Your goal:
Reproduce all of the data that follows, character for character.

((

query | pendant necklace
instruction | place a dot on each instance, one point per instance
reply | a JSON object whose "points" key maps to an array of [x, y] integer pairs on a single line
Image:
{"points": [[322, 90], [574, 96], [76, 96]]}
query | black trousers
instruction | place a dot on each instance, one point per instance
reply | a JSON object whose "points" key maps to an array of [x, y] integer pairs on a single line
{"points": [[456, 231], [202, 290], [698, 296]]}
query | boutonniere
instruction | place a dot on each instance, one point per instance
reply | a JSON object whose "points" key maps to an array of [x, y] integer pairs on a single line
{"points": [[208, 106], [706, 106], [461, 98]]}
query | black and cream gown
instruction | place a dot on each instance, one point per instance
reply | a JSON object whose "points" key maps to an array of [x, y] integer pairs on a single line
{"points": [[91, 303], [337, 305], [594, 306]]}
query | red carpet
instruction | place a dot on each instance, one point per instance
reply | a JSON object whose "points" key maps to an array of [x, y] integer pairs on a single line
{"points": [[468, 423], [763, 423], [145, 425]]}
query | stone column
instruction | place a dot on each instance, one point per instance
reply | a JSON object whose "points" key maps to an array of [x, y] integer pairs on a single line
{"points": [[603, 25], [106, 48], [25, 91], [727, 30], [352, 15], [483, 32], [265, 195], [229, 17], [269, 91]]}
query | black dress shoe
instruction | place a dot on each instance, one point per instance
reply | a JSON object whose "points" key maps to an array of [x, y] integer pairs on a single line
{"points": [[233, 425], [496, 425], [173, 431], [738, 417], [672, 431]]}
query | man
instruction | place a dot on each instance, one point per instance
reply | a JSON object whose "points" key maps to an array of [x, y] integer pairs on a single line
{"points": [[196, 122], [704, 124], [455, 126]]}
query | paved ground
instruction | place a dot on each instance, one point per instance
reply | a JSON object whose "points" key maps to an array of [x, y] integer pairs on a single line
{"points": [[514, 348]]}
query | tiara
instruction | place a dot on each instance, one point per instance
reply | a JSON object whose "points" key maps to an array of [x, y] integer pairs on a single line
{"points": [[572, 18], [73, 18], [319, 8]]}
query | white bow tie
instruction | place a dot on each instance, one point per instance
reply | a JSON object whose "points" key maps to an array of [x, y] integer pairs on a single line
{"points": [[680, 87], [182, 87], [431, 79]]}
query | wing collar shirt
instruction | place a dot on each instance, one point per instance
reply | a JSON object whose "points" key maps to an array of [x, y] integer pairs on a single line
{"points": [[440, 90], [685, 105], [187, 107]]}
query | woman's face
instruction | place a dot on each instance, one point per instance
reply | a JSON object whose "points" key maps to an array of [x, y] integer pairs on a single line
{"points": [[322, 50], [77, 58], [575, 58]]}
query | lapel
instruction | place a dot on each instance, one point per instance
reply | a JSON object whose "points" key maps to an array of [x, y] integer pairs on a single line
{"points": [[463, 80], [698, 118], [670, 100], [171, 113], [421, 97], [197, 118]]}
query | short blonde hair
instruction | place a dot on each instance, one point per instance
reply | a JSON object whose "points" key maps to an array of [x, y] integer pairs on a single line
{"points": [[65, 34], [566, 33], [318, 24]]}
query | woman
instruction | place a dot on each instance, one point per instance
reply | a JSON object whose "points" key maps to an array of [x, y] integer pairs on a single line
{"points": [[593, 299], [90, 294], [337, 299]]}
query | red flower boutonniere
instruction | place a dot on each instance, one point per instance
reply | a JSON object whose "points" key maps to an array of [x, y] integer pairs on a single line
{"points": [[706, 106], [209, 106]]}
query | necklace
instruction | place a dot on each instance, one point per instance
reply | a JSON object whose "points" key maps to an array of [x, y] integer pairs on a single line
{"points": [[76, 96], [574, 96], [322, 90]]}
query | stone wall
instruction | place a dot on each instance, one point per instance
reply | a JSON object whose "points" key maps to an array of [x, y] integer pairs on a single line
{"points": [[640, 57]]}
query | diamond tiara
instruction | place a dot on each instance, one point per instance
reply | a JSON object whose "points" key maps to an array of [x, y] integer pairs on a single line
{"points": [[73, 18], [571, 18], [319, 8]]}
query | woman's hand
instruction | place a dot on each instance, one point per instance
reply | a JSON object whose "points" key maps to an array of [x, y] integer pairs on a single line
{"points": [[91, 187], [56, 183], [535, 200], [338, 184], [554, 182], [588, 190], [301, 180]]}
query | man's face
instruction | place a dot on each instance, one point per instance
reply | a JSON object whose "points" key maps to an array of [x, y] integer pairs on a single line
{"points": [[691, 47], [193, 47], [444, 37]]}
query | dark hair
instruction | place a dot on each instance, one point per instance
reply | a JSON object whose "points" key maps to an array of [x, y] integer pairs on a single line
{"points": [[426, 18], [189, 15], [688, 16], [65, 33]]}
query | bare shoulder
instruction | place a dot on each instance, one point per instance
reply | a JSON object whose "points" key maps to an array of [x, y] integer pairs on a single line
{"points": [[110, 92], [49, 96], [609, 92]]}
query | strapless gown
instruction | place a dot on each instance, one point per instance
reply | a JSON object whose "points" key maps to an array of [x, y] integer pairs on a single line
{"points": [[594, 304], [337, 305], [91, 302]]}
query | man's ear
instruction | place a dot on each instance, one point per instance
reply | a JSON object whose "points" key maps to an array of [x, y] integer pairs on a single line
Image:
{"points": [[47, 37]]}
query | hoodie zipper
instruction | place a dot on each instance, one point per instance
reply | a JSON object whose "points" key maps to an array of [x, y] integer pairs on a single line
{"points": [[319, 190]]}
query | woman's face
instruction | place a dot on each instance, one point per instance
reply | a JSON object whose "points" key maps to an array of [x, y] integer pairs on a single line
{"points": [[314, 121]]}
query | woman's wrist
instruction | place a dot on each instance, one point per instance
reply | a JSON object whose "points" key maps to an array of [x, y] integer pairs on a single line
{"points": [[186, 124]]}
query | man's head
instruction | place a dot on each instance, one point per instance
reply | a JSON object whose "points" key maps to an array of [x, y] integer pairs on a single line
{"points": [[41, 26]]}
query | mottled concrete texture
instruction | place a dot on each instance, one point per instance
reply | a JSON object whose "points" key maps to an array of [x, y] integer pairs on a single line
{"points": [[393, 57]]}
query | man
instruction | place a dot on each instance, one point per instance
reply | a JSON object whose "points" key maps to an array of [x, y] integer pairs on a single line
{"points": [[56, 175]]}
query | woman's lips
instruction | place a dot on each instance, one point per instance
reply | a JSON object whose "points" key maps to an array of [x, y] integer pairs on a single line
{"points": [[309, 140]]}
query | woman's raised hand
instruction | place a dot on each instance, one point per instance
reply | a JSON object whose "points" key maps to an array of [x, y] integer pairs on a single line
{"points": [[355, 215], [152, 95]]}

))

Result of the task:
query | pendant necklace
instruction | place a dot on each instance, one point per instance
reply | a JSON object whose "points" key maps to an array of [x, y] integer pairs on a single line
Image:
{"points": [[322, 90], [574, 96], [76, 96]]}
query | black trousers
instruction | place a dot on each instance, one point per instance
reply | a JSON object whose "points" key maps to an array of [x, y] integer pairs on a single line
{"points": [[456, 231], [202, 290], [698, 296]]}
query | boutonniere
instruction | place a dot on each instance, one point per instance
reply | a JSON object whose "points" key maps to an array of [x, y] integer pairs on a single line
{"points": [[208, 106], [706, 106], [461, 98]]}
query | black and cream gown
instruction | place a dot on each instance, one point per instance
reply | a JSON object whose "points" key maps to an array of [x, y] integer pairs on a single line
{"points": [[91, 303], [337, 305], [594, 306]]}
query | red carpet
instruction | place a dot on each instance, one point per instance
reply | a JSON object whose "points" key maps to an array of [x, y] integer pairs on a single line
{"points": [[468, 423], [763, 423], [145, 425]]}
query | stone column
instruction | place a dot on each instance, one point per instance
reply | a JSON object whose "points" key maps to an array of [x, y] integer pairs on a single line
{"points": [[603, 25], [106, 48], [25, 91], [727, 30], [352, 15], [483, 32], [265, 195], [229, 17], [269, 91]]}
query | black dress shoe
instruction | place a dot on each instance, one point per instance
reply | a JSON object whose "points" key maps to an array of [x, y] integer pairs on a single line
{"points": [[233, 425], [496, 425], [173, 431], [738, 417], [672, 431]]}
query | man
instruction | place a dot on each instance, one point per instance
reply | a JSON object whose "points" key maps to an array of [x, y] integer pairs on a single line
{"points": [[196, 122], [704, 124], [455, 126]]}
query | paved ground
instruction | place a dot on each instance, one point per instance
reply | a JSON object whose "points" key maps to an array of [x, y] integer pairs on a single line
{"points": [[514, 348]]}
query | tiara
instruction | place a dot on each instance, one point per instance
reply | a JSON object whose "points" key maps to an array of [x, y] integer pairs on a single line
{"points": [[572, 18], [73, 18], [319, 8]]}
query | white bow tie
instruction | place a dot on each instance, one point per instance
reply | a JSON object whose "points" key maps to an array of [x, y] integer pairs on a single line
{"points": [[680, 87], [182, 87], [431, 79]]}
query | wing collar shirt
instruction | place a dot on each instance, one point per instance
reply | a JSON object whose "points" key maps to an array of [x, y] integer pairs on a single line
{"points": [[440, 90], [685, 105], [187, 107]]}
query | woman's face
instruction | place a dot on each instance, one point per instance
reply | a JSON object whose "points" key maps to an array of [x, y] integer pairs on a single line
{"points": [[322, 50], [77, 58], [575, 58]]}
query | lapel
instruction | place a dot on each instance, one point per instance
reply | a JSON object whose "points" key maps to an array of [x, y] integer pairs on a single line
{"points": [[463, 80], [698, 118], [670, 100], [171, 113], [421, 97], [197, 118]]}
query | short blonde hair
instruction | place a dot on each instance, one point per instance
reply | a JSON object whose "points" key maps to an array of [x, y] integer pairs on a single line
{"points": [[65, 34], [566, 33], [318, 24]]}
query | woman
instruction | place a dot on each instance, one point per instance
reply | a JSON object whose "points" key maps to an array of [x, y] integer pairs on a single line
{"points": [[593, 299], [90, 294], [337, 299]]}
query | red flower boutonniere
instruction | place a dot on each instance, one point per instance
reply | a JSON object whose "points" key maps to an array of [x, y] integer pairs on a single line
{"points": [[706, 106], [209, 106]]}
query | necklace
instruction | place a dot on each instance, one point per instance
reply | a JSON object whose "points" key maps to an array of [x, y] integer pairs on a single line
{"points": [[76, 96], [574, 96], [322, 90]]}
query | stone wall
instruction | place a dot on each instance, one point per instance
reply | a JSON object whose "points" key maps to an array of [x, y] integer pairs on a single line
{"points": [[640, 57]]}
query | diamond tiara
instruction | place a dot on each instance, one point per instance
reply | a JSON object whose "points" key maps to an array of [x, y] integer pairs on a single line
{"points": [[73, 18], [571, 18], [319, 8]]}
query | woman's hand
instruction | place a dot on each instance, one point per instance
reply | a JSON object whose "points" key maps to an array of [x, y] integer pairs on a single line
{"points": [[91, 187], [56, 183], [535, 200], [338, 184], [554, 182], [588, 190], [301, 180]]}
query | man's face
instruction | place a dot on each instance, one point per instance
reply | a JSON object whose "points" key maps to an array of [x, y] integer pairs on a single line
{"points": [[691, 47], [193, 47], [444, 37]]}
query | dark hair
instruction | place a dot on each instance, one point per instance
reply | a JSON object whose "points" key maps to an array of [x, y] integer pairs on a single line
{"points": [[426, 18], [189, 15], [688, 16], [65, 33]]}
query | bare shoulder
instruction | place a dot on each instance, one point per instance
reply | a JSON object whose "points" key maps to an array of [x, y] integer pairs on a single line
{"points": [[110, 92], [49, 96], [609, 92]]}
query | strapless gown
instruction | place a dot on each instance, one point per instance
reply | a JSON object whose "points" key maps to an array of [x, y] integer pairs on a single line
{"points": [[594, 304], [337, 305], [91, 302]]}
query | man's ear
instruction | place a dot on each instance, one point per instance
reply | a JSON object whose "points" key maps to an array of [x, y] integer pairs on a single line
Image:
{"points": [[47, 37]]}
query | hoodie zipper
instruction | place a dot on each instance, one point per instance
reply | a JSON object whose "points" key maps to an array of [x, y] integer pairs on a single line
{"points": [[319, 190]]}
query | woman's face
instruction | place a dot on each instance, one point per instance
reply | a JSON object whose "points" key maps to an array of [x, y] integer pairs on a single line
{"points": [[314, 121]]}
query | woman's wrist
instruction | place a dot on each instance, one point per instance
reply | a JSON object whose "points" key maps to an array of [x, y] integer pairs on a single line
{"points": [[186, 124]]}
query | man's head
instruction | place a dot on each instance, one point per instance
reply | a JSON object whose "points" key maps to an array of [x, y] integer pairs on a single line
{"points": [[41, 26]]}
query | mottled concrete texture
instruction | place a dot on each instance, one point per instance
reply | a JSON object whose "points" key maps to an array of [x, y] integer pairs on a single line
{"points": [[393, 57]]}
query | man
instruction | place a dot on each instance, one point per instance
reply | a JSON object whose "points" key maps to an array of [x, y] integer pairs on a single line
{"points": [[56, 175]]}
query | woman's lips
instruction | place a dot on each instance, one point per instance
reply | a JSON object whose "points" key maps to an array of [x, y] integer pairs on a single line
{"points": [[309, 140]]}
query | woman's raised hand
instruction | place a dot on each instance, one point per instance
reply | a JSON object whose "points" key maps to an array of [x, y] integer pairs on a single line
{"points": [[355, 215], [152, 95]]}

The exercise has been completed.